Перепишите без изменений фрагмент приведенной ниже статьи о романе «Сулумбек Сагопшинский» между словами «Сулумбек небрежно бросил» и «и со двора.» включительно.

____ Исходный текст

Доблестью и честью проторен путь к бессмертью

Хамзат Фаргиев
                Отвага - меч, и щит,
                и разум храбреца.
                В. Альфьери.1

Человек с подобным бесстрашием и прямолинейностью, милосердием и добротой, достоинством и благородством, молодецкой статью и богатырской силой, как герой романа И. Кодзоева «Сулумбек Сагопшинский», оказывается на пути пристава Чалкина (инг. пирстоп - Х. Ф.). Этот эпизод романа - пролог, начало похода Сулумбека в абречество и… в бессмертие. Что есмь Чалкин? Эта мелкая имперская шпана, которая установила неписаную обязанность туземцев из ингушского села Сагопш поочередно и ежедневно ублажать его чрево вареной курицей с галушками и бутылкой водки. Если не будет водки, то тогда кормить следует не один, а два дня... Так, видите ли, установил… пристав Чалкин - вымогатель и вдобавок крохобор-рецидивист, который бы жрал и жрал чужих кур, заливая их водкой, если бы на его пути к «корыту» не встал двадцатилетний Сулумбек.

И. Кодзоев дает великолепную психологическую зарисовку их встречи, которая заслуживает более подробного изложения. Пристав, придя за своей «кормёжкой» в дом Гоаравожевых и увидев приготовленную для него курицу и бутыль с «огненным пойлом», аж крякнул от удовольствия: «Молодец матушка - ингушка…» За столом, на почетном месте, сидел Сулумбек, который не выказал никаких знаков внимания и почтения к столь «значительной» особе, заявившейся потешить свое чрево…2

Сулумбек небрежно бросил окаяннику, который предвкушал праздник ублажения плоти: «Садись, если хочешь… не хочешь стой…» Он наливает себе полный стакан водки и медленно, смакуя, выпивает до дна, а затем налегает на курицу. Пирстоп опешил от невиданной наглости окаянного басурманина, и в приступе ярости завопил: «Ты… Ты чего это творишь, абормот... моя водка… для меня поставлена… курица…» Сулумбек ел, делая вид, что не замечает его. «Ах, ты, сукин сын! Нагленыш! Я же тебя…», - в ярости заорал блюститель «имперской кормёжки» и занес руку для удара, однако Сулумбек перехватил ее, заломил за спину и пинками под зад выпроводил вон из дома и со двора.

________
____ Строки набора данных

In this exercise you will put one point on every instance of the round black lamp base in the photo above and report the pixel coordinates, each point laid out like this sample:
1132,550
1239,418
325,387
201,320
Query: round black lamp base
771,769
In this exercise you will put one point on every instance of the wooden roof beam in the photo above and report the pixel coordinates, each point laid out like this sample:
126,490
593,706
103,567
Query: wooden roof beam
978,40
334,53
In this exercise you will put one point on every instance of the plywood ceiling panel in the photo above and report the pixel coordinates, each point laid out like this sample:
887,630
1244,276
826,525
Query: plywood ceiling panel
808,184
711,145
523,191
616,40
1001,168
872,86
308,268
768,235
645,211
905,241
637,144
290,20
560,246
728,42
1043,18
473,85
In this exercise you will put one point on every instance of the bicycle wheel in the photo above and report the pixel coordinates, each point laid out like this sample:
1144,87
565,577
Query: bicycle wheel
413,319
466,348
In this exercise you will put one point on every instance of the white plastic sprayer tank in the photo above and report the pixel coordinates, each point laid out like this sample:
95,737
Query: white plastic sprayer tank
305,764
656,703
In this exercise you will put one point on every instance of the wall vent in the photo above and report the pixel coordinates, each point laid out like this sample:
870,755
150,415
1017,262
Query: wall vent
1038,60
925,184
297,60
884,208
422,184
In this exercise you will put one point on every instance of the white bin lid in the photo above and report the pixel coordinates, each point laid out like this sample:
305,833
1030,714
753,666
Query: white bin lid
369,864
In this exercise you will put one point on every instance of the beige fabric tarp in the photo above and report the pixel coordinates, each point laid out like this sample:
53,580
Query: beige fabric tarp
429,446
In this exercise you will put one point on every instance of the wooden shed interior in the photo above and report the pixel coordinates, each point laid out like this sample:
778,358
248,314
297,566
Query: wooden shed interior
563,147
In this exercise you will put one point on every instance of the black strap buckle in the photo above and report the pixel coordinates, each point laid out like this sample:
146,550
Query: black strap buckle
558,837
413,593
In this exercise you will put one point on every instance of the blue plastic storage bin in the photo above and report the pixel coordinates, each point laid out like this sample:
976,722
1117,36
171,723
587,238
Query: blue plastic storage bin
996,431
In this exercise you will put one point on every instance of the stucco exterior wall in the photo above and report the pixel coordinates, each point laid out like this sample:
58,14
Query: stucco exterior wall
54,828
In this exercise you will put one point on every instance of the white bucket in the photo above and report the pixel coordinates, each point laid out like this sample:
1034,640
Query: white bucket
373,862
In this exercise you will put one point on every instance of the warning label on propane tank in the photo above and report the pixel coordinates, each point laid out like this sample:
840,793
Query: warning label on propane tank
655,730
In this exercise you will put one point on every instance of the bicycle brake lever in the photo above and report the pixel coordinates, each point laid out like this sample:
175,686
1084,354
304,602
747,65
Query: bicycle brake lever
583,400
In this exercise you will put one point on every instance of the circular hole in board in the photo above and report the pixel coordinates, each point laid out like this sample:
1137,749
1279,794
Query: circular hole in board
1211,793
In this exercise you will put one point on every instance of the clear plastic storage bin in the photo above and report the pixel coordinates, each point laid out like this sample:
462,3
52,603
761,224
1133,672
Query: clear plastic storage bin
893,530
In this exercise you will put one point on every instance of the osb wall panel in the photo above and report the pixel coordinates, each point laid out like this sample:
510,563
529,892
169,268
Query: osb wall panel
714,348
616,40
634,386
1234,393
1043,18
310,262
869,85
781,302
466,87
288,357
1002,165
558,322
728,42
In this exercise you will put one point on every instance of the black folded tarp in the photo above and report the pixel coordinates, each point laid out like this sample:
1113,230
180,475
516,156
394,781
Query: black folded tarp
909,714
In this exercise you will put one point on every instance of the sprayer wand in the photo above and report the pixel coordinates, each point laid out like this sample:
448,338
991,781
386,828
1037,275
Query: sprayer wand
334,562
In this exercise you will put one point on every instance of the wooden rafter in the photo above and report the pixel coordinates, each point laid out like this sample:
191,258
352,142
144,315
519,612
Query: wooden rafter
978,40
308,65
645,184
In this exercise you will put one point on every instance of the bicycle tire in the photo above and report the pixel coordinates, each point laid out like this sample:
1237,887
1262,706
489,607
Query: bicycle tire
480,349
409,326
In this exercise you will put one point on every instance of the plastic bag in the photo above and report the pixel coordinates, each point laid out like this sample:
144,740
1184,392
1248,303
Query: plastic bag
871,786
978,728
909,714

________

→ **Результат выполнения**:
Сулумбек небрежно бросил окаяннику, который предвкушал праздник ублажения плоти: «Садись, если хочешь… не хочешь стой…» Он наливает себе полный стакан водки и медленно, смакуя, выпивает до дна, а затем налегает на курицу. Пирстоп опешил от невиданной наглости окаянного басурманина, и в приступе ярости завопил: «Ты… Ты чего это творишь, абормот... моя водка… для меня поставлена… курица…» Сулумбек ел, делая вид, что не замечает его. «Ах, ты, сукин сын! Нагленыш! Я же тебя…», - в ярости заорал блюститель «имперской кормёжки» и занес руку для удара, однако Сулумбек перехватил ее, заломил за спину и пинками под зад выпроводил вон из дома и со двора.